[Natural language region descriptions]

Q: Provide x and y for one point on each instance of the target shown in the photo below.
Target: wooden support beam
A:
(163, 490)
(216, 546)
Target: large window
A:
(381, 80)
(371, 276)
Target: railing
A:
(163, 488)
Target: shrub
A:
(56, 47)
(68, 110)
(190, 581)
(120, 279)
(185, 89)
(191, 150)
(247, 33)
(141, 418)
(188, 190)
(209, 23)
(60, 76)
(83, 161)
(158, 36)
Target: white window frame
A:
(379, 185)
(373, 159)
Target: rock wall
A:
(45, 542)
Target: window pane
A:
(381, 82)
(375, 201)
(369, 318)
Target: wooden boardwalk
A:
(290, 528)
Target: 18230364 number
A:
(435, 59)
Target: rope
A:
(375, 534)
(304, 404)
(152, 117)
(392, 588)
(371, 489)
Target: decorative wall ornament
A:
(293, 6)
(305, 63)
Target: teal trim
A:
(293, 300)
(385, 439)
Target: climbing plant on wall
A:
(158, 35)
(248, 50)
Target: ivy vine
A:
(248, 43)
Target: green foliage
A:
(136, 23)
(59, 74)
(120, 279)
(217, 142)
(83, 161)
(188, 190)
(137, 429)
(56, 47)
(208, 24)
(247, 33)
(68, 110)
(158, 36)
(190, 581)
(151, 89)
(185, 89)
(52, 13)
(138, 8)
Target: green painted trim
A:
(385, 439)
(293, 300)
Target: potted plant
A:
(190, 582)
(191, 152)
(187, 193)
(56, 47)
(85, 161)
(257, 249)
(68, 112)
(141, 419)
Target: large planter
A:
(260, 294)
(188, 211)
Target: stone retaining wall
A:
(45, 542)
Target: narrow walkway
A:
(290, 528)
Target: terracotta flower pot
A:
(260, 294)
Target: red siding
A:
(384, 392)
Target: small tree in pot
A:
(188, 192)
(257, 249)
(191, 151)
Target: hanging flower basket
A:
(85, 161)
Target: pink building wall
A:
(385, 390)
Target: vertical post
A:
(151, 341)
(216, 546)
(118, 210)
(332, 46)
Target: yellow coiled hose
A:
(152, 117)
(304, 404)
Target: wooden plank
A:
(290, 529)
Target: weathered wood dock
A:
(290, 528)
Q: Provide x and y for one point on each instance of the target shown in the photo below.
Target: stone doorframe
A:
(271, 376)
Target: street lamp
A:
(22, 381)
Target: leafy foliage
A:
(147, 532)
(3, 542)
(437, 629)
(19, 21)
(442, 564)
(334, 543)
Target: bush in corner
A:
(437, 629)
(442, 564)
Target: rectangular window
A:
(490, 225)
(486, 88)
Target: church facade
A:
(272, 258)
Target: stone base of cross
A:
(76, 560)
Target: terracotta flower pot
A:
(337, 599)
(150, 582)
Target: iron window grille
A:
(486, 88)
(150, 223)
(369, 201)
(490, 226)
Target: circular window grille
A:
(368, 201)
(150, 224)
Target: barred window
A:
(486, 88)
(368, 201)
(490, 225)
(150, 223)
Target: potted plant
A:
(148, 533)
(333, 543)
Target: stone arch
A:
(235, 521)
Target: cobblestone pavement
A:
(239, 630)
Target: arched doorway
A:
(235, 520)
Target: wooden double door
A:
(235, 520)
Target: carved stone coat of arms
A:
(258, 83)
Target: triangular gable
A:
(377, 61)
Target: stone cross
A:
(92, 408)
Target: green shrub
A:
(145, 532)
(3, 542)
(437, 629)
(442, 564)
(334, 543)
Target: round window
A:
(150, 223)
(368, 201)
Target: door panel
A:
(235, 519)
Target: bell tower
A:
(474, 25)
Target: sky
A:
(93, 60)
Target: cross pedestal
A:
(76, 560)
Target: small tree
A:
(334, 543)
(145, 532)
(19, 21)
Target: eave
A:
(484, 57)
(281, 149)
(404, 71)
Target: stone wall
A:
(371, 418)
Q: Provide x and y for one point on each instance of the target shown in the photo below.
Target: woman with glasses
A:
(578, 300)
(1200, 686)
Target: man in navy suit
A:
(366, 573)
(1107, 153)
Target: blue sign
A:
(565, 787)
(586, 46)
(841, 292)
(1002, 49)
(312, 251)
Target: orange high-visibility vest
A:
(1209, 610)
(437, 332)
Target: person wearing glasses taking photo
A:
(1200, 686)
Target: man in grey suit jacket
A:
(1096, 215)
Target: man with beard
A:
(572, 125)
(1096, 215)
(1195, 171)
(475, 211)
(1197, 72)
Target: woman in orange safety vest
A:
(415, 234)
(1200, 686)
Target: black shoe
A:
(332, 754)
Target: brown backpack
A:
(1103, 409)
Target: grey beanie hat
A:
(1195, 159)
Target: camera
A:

About this task:
Every record should be given again exactly.

Answer box:
Q: Provide x and y for one point on each instance of the target shown in the photo below.
Target: wooden support beam
A:
(163, 490)
(216, 546)
Target: large window
A:
(381, 80)
(371, 276)
Target: railing
A:
(163, 488)
Target: shrub
A:
(56, 47)
(68, 110)
(190, 581)
(120, 279)
(185, 89)
(191, 150)
(247, 33)
(141, 418)
(188, 190)
(209, 23)
(60, 76)
(83, 161)
(158, 36)
Target: white window frame
A:
(379, 185)
(373, 159)
Target: rock wall
A:
(45, 542)
Target: window pane
A:
(381, 82)
(375, 201)
(369, 318)
Target: wooden boardwalk
A:
(290, 528)
Target: 18230364 number
A:
(435, 59)
Target: rope
A:
(375, 534)
(304, 404)
(152, 117)
(392, 588)
(371, 489)
Target: decorative wall ornament
A:
(293, 6)
(305, 63)
Target: teal trim
A:
(293, 300)
(385, 439)
Target: climbing plant on wall
A:
(158, 35)
(248, 50)
Target: ivy vine
A:
(248, 43)
Target: green foliage
A:
(136, 23)
(59, 74)
(120, 279)
(217, 142)
(83, 161)
(188, 190)
(137, 429)
(56, 47)
(208, 24)
(247, 33)
(68, 110)
(158, 36)
(190, 581)
(151, 89)
(185, 89)
(52, 13)
(138, 8)
Target: green painted trim
A:
(385, 439)
(293, 300)
Target: potted plant
A:
(190, 582)
(191, 152)
(187, 193)
(56, 47)
(85, 161)
(257, 249)
(68, 112)
(141, 419)
Target: large planter
A:
(260, 294)
(188, 211)
Target: stone retaining wall
A:
(45, 542)
Target: narrow walkway
A:
(290, 528)
Target: terracotta flower pot
A:
(260, 294)
Target: red siding
A:
(384, 392)
Target: small tree in pot
A:
(188, 192)
(257, 249)
(191, 151)
Target: hanging flower basket
A:
(85, 161)
Target: pink building wall
A:
(385, 390)
Target: vertical post
A:
(151, 341)
(216, 546)
(118, 210)
(332, 46)
Target: yellow coiled hose
A:
(152, 117)
(304, 404)
Target: wooden plank
A:
(290, 529)
Target: weathered wood dock
A:
(290, 528)
Q: Provide x and y for one point on each instance of the target shown in the photo below.
Target: stone doorframe
A:
(271, 376)
Target: street lamp
A:
(22, 381)
Target: leafy foliage
A:
(147, 532)
(3, 542)
(437, 629)
(19, 21)
(442, 564)
(334, 543)
Target: bush in corner
A:
(437, 629)
(442, 564)
Target: rectangular window
A:
(490, 225)
(486, 88)
Target: church facade
A:
(272, 258)
Target: stone base of cross
A:
(76, 560)
Target: terracotta flower pot
A:
(337, 599)
(150, 582)
Target: iron window grille
A:
(486, 88)
(150, 223)
(369, 201)
(490, 226)
Target: circular window grille
A:
(368, 201)
(150, 224)
Target: barred window
A:
(486, 88)
(368, 201)
(490, 225)
(150, 223)
Target: potted plant
A:
(148, 533)
(333, 543)
Target: stone arch
A:
(235, 521)
Target: cobblestone pavement
A:
(239, 630)
Target: arched doorway
A:
(235, 520)
Target: wooden double door
A:
(235, 520)
Target: carved stone coat of arms
A:
(258, 83)
Target: triangular gable
A:
(377, 61)
Target: stone cross
A:
(92, 408)
Target: green shrub
A:
(145, 532)
(3, 542)
(437, 629)
(442, 564)
(334, 543)
Target: round window
A:
(150, 223)
(368, 201)
Target: door panel
A:
(235, 519)
Target: bell tower
A:
(474, 25)
Target: sky
A:
(93, 60)
Target: cross pedestal
A:
(76, 560)
Target: small tree
A:
(334, 543)
(145, 532)
(19, 21)
Target: eave
A:
(484, 57)
(281, 149)
(404, 71)
Target: stone wall
A:
(371, 418)
Q: Provide x and y for one point on each instance of the target shown in the photo below.
Target: woman with glasses
A:
(578, 300)
(1200, 686)
Target: man in navy suit
A:
(366, 573)
(1107, 153)
Target: blue sign
A:
(565, 787)
(586, 46)
(841, 292)
(1002, 49)
(312, 251)
Target: orange high-visibility vest
A:
(1209, 610)
(437, 332)
Target: person wearing glasses taking photo
A:
(1200, 686)
Target: man in grey suit jacket
A:
(1096, 215)
Target: man with beard
A:
(572, 125)
(1096, 215)
(1195, 171)
(475, 211)
(1197, 72)
Target: woman in orange safety vest
A:
(415, 234)
(1200, 686)
Target: black shoe
A:
(332, 754)
Target: brown backpack
A:
(1103, 409)
Target: grey beanie hat
A:
(1195, 159)
Target: camera
A:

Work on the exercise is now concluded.